Render each line of the entries below as a JSON array of strings, one string per line, omitting any blank lines.

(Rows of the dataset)

_ _ _ _ _ _ _

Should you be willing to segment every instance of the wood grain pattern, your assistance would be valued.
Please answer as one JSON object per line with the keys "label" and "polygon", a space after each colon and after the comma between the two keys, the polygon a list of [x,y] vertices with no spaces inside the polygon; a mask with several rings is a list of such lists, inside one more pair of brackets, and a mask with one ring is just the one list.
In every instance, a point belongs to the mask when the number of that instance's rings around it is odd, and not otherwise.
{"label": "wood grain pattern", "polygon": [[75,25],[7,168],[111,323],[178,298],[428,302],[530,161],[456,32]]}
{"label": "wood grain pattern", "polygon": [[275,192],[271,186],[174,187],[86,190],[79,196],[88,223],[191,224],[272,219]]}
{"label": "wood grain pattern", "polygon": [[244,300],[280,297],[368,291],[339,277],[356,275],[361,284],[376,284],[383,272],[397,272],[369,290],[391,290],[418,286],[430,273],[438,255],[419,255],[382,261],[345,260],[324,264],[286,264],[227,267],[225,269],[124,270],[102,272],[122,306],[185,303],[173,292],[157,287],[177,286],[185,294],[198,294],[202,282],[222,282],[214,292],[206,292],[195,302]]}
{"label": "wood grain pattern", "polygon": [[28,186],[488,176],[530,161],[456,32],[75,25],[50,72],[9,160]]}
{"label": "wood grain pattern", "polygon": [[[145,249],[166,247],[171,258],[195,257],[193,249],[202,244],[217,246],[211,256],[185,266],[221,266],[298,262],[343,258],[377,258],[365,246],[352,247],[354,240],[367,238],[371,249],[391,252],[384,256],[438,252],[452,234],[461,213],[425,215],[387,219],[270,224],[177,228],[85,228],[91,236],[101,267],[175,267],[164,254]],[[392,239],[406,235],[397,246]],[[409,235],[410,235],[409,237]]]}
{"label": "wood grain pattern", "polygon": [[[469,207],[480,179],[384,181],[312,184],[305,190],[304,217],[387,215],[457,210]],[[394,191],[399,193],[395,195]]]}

_ _ _ _ _ _ _

Full answer ▸
[
  "Should you be willing to segment every instance of the wood grain pattern, your assistance would be valued.",
  "Please answer as one JSON object per line with the keys \"label\" and \"polygon\", a space after each colon and after the comma between the two keys, the polygon a list of [x,y] vertices with no spaces inside the polygon; a mask with several rings is a list of such lists, inside one more pair of brackets, and a mask with one ring is just the one list.",
  "In every instance, a point belongs to the mask when the number of that instance's rings around it is odd, and not otherwise.",
  "{\"label\": \"wood grain pattern\", \"polygon\": [[75,25],[7,168],[111,323],[178,298],[428,302],[530,161],[456,32]]}",
  "{\"label\": \"wood grain pattern\", \"polygon\": [[275,192],[271,186],[174,187],[86,190],[79,196],[88,223],[191,224],[272,219]]}",
  "{\"label\": \"wood grain pattern\", \"polygon\": [[244,300],[280,297],[368,291],[339,277],[356,275],[361,284],[376,284],[383,272],[397,272],[369,290],[391,290],[418,286],[430,273],[438,255],[419,255],[382,261],[345,260],[324,264],[286,264],[227,267],[225,269],[124,270],[102,272],[122,306],[185,303],[173,292],[157,287],[177,286],[185,294],[198,294],[202,282],[222,282],[214,292],[206,292],[195,302]]}",
  "{\"label\": \"wood grain pattern\", \"polygon\": [[28,186],[488,176],[530,161],[456,32],[75,25],[50,72],[9,160]]}",
  "{\"label\": \"wood grain pattern\", \"polygon\": [[[145,249],[166,247],[171,258],[195,257],[193,249],[202,244],[217,246],[211,256],[185,266],[221,266],[298,262],[343,258],[377,258],[365,246],[352,247],[354,240],[367,238],[371,249],[391,252],[384,256],[438,252],[452,234],[461,213],[425,215],[387,219],[270,224],[177,228],[85,228],[91,236],[101,267],[175,267],[164,254]],[[392,239],[406,235],[397,246]],[[409,235],[410,235],[409,237]]]}",
  "{\"label\": \"wood grain pattern\", \"polygon\": [[[469,207],[480,179],[384,181],[312,184],[305,190],[304,217],[387,215],[457,210]],[[394,191],[399,193],[395,195]]]}"
]